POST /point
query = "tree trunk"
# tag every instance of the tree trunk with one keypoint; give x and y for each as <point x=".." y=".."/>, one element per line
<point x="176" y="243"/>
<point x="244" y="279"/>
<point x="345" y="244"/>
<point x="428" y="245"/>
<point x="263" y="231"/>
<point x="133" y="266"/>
---
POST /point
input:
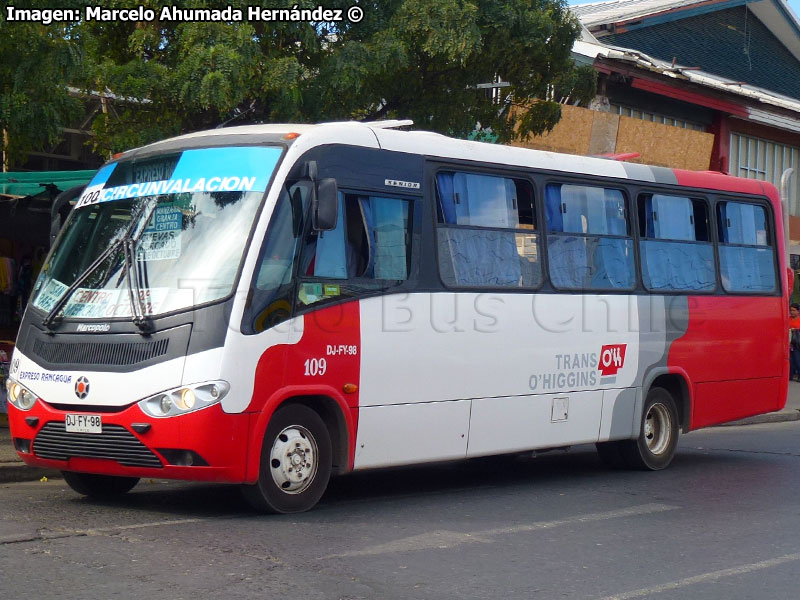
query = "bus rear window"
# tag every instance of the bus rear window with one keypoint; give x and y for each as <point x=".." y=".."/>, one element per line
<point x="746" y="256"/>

• _DIRECTIONS FOR THIS TASK_
How many lines of the material above contain the word "each"? Reply with the number alone.

• _WRITTEN SOLUTION_
2